▶ _ASSIGNMENT_:
Can you find the lines of the listing that include "beach" and copy every one?

*** Begin section ***

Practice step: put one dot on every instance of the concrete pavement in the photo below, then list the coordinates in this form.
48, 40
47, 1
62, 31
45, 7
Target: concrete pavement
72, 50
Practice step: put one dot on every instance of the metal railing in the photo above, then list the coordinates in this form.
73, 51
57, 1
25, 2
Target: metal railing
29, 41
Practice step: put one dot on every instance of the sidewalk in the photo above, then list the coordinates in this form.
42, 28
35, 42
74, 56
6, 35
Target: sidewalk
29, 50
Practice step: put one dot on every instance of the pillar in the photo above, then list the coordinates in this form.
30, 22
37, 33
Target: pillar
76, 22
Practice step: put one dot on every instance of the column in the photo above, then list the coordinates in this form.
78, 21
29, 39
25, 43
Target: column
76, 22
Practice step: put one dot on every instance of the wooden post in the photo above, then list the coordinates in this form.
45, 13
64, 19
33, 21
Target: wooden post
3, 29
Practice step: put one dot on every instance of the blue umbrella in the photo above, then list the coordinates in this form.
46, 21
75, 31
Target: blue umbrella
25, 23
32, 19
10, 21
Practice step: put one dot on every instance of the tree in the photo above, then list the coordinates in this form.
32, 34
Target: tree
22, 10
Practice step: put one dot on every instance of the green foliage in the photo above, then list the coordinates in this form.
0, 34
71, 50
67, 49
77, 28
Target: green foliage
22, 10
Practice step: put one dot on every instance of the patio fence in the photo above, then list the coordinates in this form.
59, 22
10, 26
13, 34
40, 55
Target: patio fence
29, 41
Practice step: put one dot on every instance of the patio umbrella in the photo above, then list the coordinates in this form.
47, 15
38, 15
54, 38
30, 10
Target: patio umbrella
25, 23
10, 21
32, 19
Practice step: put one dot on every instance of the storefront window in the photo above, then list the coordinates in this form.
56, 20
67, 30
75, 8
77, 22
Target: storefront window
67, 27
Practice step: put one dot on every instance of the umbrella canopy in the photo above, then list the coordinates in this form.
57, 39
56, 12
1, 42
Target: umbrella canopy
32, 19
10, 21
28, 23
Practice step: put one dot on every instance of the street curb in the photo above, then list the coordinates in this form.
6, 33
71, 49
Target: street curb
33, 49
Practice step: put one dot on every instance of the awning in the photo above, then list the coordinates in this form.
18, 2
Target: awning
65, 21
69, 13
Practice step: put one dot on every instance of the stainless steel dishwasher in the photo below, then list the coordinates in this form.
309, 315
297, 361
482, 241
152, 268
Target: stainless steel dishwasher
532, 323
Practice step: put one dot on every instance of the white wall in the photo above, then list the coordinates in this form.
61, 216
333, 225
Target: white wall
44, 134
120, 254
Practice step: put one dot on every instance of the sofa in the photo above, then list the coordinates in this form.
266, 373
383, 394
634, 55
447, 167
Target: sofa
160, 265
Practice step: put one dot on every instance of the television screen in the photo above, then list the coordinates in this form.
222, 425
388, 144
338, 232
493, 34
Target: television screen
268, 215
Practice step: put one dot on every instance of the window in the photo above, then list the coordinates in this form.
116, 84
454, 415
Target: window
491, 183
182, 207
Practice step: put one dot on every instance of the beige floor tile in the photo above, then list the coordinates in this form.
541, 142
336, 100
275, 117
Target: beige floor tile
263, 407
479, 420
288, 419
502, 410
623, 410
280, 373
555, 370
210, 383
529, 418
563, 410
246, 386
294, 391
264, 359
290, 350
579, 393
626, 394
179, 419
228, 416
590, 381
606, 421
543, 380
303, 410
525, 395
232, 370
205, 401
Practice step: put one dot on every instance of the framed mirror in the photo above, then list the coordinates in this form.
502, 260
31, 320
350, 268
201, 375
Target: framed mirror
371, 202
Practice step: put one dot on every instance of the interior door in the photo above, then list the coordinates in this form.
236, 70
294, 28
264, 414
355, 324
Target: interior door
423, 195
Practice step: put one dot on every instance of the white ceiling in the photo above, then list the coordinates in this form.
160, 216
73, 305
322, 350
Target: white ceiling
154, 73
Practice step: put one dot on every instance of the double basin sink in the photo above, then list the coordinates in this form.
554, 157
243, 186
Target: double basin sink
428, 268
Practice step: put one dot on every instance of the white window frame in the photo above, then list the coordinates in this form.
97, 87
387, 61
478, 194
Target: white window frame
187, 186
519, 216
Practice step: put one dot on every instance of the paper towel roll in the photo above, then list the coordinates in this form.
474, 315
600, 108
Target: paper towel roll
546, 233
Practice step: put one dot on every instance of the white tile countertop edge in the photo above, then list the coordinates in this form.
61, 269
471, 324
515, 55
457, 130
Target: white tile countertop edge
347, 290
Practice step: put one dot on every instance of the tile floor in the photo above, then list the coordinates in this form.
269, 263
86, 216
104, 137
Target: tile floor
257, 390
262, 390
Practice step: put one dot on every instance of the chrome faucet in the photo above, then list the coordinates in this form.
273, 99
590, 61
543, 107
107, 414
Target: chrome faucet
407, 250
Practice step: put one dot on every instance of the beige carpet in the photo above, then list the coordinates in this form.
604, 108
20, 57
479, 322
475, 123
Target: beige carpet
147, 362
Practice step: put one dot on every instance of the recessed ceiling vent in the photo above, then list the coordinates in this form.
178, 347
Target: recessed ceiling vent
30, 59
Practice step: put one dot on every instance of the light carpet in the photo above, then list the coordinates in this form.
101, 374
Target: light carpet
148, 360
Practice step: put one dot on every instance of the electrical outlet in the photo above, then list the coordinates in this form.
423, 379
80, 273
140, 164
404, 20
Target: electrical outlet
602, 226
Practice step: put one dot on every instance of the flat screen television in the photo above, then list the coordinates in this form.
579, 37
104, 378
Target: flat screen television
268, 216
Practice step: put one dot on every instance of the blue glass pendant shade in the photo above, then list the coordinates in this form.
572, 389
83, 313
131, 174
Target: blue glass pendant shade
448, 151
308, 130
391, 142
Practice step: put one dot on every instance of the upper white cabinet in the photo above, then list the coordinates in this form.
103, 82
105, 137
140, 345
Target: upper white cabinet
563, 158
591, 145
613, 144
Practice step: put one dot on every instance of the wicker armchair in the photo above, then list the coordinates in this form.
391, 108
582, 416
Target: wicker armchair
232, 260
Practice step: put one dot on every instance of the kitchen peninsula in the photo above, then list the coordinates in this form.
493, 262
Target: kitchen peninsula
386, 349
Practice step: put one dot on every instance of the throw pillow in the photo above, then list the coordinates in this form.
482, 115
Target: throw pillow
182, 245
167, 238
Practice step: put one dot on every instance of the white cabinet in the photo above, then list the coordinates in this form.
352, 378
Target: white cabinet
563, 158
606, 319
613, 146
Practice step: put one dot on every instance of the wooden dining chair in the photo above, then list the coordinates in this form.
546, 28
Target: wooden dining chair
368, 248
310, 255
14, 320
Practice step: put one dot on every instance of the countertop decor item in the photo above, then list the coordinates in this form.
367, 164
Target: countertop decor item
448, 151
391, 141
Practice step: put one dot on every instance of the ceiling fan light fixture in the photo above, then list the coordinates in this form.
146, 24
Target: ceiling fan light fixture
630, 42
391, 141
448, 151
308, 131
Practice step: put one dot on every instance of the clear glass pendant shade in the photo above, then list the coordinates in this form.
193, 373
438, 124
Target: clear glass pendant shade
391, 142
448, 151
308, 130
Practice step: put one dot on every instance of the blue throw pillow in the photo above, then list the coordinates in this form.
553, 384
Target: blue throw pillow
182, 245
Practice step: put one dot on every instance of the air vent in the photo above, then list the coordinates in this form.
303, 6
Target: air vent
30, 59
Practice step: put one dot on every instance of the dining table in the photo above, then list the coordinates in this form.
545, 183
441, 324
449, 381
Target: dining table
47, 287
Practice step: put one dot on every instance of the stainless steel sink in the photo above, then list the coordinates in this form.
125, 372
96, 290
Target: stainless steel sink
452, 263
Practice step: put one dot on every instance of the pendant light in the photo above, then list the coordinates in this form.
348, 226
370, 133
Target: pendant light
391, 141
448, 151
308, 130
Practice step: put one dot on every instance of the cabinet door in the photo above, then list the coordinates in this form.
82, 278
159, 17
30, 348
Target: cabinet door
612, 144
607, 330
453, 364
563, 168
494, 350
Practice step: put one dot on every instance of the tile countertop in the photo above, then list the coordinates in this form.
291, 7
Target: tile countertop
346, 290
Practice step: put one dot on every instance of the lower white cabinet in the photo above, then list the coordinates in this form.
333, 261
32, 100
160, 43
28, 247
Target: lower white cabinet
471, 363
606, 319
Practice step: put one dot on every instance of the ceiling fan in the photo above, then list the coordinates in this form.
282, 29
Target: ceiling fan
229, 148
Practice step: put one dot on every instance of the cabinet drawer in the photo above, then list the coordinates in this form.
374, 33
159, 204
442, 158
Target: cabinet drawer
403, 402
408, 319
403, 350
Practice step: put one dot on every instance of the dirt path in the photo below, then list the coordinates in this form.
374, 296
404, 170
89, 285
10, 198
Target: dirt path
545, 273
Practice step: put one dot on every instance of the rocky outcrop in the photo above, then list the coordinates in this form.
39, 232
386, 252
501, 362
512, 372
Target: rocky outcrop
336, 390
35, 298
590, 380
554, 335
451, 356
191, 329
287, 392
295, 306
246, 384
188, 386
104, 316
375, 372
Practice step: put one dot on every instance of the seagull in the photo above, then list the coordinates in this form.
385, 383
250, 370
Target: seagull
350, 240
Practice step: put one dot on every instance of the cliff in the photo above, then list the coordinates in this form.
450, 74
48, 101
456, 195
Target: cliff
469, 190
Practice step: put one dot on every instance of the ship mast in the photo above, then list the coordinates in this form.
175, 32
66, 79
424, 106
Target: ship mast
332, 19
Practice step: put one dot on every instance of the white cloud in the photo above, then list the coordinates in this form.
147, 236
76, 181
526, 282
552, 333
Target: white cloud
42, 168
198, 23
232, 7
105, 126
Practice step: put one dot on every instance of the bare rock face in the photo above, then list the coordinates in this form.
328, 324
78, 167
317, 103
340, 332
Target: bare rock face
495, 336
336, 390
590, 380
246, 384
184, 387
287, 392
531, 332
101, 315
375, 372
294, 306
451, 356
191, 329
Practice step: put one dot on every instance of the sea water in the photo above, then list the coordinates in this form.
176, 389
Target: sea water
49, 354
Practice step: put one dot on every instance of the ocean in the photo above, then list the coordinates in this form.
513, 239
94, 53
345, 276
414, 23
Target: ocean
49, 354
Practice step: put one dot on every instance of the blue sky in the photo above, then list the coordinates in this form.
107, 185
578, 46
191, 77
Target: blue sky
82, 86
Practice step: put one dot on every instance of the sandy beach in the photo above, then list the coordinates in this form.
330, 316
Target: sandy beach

*** End section ***

▶ _REPLY_:
Practice step: put one dot on every instance of the sandy beach in the photo above, then list the coordinates in this form.
Target: sandy beach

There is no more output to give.